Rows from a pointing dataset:
* Begin *

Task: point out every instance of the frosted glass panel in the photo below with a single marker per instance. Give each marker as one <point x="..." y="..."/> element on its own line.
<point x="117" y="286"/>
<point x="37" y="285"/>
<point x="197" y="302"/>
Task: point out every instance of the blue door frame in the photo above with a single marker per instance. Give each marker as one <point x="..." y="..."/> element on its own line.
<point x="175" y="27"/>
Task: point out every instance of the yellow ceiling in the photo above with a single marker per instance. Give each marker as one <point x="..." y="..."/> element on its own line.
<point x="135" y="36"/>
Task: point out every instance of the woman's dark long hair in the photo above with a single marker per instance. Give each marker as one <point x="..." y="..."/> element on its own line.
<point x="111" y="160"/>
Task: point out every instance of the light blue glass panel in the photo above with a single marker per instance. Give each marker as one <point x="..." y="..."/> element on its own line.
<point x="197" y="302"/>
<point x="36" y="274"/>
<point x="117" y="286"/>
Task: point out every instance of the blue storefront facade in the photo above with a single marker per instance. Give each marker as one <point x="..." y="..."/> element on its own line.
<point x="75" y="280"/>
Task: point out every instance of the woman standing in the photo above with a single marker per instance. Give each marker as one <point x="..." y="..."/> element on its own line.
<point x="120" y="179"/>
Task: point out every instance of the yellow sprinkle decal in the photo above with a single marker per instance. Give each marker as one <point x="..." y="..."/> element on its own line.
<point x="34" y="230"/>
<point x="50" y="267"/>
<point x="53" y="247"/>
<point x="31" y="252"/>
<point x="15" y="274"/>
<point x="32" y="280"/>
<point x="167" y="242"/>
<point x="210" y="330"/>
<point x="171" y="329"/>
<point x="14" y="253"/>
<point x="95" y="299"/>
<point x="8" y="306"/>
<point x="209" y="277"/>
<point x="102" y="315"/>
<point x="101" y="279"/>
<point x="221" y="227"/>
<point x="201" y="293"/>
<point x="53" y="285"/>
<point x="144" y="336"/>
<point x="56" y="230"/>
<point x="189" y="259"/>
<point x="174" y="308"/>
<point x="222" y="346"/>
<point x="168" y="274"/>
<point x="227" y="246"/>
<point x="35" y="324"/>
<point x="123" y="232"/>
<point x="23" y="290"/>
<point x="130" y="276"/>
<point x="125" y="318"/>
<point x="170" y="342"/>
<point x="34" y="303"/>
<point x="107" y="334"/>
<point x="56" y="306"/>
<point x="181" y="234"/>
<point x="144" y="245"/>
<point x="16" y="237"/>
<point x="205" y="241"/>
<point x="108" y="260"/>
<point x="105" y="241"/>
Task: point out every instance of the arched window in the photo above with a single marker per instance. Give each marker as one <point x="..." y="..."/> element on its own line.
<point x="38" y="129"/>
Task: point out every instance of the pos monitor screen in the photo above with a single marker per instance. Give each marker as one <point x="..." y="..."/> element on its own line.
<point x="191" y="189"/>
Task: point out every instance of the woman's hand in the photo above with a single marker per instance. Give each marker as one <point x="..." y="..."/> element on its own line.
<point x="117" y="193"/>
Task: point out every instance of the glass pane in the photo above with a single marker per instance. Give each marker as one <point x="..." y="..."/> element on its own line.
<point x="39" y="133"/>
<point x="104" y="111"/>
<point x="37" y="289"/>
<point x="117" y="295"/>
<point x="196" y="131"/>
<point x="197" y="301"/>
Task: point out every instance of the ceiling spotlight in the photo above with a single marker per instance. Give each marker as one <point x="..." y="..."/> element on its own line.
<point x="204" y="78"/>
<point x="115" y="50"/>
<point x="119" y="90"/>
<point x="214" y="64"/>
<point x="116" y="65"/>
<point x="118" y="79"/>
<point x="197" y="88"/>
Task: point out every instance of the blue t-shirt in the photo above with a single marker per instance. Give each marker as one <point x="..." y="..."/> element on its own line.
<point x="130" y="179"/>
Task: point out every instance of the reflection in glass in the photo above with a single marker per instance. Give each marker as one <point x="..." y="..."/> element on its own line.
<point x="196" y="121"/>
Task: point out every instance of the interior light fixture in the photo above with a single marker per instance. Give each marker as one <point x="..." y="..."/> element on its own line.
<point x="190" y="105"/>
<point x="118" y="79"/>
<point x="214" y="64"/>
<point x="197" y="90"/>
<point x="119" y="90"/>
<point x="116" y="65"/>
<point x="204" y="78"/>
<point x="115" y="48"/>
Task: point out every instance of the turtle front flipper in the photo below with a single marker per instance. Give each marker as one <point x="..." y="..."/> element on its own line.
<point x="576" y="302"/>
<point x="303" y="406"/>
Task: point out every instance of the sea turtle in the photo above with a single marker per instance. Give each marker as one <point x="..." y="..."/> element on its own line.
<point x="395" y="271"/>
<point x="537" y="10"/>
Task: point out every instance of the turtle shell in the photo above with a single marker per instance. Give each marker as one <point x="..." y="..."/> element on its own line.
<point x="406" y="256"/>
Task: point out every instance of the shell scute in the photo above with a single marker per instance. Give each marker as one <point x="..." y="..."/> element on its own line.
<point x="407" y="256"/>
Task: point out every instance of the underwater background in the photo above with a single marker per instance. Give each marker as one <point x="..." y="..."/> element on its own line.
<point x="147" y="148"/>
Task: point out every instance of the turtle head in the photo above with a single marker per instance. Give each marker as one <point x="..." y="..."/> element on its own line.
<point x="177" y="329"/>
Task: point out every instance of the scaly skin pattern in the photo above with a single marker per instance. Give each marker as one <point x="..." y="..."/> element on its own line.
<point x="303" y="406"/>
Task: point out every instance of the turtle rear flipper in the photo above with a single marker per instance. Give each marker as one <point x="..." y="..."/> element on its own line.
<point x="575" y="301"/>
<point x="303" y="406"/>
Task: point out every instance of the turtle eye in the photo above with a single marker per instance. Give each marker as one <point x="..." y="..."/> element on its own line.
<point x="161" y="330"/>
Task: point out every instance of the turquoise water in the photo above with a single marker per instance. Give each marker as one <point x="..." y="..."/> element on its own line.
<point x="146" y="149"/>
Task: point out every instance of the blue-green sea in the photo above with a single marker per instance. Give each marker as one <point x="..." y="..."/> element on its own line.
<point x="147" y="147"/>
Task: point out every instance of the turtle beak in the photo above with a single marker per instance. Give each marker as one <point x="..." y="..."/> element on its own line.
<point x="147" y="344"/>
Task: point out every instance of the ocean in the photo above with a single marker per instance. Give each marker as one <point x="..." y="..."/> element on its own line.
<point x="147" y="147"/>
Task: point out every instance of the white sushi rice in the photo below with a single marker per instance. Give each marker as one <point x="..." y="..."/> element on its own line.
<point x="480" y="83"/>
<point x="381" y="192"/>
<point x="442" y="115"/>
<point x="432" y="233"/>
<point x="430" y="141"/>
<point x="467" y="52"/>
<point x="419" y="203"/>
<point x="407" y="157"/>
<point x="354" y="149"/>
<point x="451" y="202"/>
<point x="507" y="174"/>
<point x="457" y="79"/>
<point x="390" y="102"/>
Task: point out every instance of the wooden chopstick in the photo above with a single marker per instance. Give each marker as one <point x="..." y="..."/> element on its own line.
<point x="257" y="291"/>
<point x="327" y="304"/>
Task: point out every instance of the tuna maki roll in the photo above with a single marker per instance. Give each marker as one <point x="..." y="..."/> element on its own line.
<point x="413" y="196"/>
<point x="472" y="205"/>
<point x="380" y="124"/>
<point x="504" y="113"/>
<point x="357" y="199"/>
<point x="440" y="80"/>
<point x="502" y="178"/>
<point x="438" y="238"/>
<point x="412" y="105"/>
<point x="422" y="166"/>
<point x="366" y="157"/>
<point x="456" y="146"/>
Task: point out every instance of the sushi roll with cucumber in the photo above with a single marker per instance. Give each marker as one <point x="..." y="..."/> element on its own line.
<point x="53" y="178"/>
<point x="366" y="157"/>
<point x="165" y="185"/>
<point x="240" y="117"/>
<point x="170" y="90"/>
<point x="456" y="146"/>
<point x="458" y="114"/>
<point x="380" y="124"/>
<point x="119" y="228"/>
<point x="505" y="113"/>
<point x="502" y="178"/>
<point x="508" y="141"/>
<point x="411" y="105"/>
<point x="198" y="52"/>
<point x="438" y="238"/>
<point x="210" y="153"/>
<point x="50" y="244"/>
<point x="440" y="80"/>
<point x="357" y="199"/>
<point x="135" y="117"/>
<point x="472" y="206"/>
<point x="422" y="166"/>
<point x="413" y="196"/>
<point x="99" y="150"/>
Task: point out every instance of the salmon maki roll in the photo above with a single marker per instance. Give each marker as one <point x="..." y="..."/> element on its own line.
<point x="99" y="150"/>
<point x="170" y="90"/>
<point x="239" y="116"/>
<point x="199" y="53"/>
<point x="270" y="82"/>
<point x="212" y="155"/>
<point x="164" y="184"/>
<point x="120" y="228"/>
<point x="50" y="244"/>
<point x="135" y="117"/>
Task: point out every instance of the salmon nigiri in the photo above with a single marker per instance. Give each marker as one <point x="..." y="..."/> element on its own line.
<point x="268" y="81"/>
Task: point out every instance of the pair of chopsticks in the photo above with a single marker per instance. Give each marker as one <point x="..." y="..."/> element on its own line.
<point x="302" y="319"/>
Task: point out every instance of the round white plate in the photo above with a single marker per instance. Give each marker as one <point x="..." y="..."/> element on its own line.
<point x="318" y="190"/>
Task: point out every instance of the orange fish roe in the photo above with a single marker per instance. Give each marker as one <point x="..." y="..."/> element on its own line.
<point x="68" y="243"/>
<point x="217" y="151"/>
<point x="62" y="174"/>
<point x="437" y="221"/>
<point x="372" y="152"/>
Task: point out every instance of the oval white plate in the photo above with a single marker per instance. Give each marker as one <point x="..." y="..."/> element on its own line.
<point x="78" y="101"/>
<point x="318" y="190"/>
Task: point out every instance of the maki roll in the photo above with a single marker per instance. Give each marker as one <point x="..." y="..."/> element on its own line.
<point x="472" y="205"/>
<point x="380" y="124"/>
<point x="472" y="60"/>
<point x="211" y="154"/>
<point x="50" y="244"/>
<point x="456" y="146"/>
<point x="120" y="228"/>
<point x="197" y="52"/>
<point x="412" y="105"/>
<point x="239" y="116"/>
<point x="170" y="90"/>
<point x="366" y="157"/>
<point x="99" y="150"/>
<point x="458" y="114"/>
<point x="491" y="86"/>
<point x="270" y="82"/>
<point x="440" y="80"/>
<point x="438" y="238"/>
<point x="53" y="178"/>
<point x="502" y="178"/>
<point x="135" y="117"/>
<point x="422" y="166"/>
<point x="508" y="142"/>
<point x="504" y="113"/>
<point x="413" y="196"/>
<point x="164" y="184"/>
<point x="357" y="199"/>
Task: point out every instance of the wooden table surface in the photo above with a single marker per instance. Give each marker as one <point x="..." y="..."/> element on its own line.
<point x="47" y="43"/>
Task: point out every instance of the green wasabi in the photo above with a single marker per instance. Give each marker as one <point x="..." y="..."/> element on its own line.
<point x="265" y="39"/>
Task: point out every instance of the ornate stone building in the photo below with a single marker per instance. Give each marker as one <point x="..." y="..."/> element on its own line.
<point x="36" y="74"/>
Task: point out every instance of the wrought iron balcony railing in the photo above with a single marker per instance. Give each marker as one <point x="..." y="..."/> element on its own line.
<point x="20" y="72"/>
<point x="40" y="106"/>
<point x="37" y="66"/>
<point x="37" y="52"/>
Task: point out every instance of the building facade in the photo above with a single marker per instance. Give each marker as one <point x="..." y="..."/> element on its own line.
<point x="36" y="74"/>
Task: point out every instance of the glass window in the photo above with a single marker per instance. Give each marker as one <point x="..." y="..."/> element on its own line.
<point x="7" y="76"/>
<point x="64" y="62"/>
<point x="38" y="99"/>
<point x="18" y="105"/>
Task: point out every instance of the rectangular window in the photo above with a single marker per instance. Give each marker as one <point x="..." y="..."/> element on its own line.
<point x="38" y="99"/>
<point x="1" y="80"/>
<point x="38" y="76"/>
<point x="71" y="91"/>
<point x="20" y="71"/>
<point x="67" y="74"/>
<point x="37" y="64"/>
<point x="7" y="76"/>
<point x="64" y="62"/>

* End *

From the line holding "Task: point out every instance of the ornate" down to the final line above, quote every line exactly and only those lines.

Task: point out every instance of the ornate stone building in the photo below with a single marker per instance. Give each marker as one <point x="..." y="..."/> element on its own line.
<point x="36" y="74"/>
Task: point out every instance of the wrought iron balcony railing in the photo above with a single marker per instance. Give each marker as one <point x="..." y="..."/> element on its own line.
<point x="20" y="72"/>
<point x="40" y="106"/>
<point x="37" y="66"/>
<point x="37" y="52"/>
Task: point out every instance of the building facade in the photo above with a single marker per instance. Give each marker as one <point x="..." y="..."/> element on its own line.
<point x="36" y="74"/>
Task: point out every instance of the glass window in the photo above with a single marker per instance. Give each marker as one <point x="..." y="..."/> element on its own line.
<point x="7" y="76"/>
<point x="64" y="62"/>
<point x="38" y="99"/>
<point x="18" y="105"/>
Task: point out every instance of the rectangular window in the photo above with a single marker per instance. Give each marker as one <point x="..." y="..."/> element on its own line.
<point x="38" y="99"/>
<point x="1" y="80"/>
<point x="38" y="76"/>
<point x="71" y="91"/>
<point x="20" y="71"/>
<point x="67" y="74"/>
<point x="37" y="64"/>
<point x="7" y="76"/>
<point x="64" y="62"/>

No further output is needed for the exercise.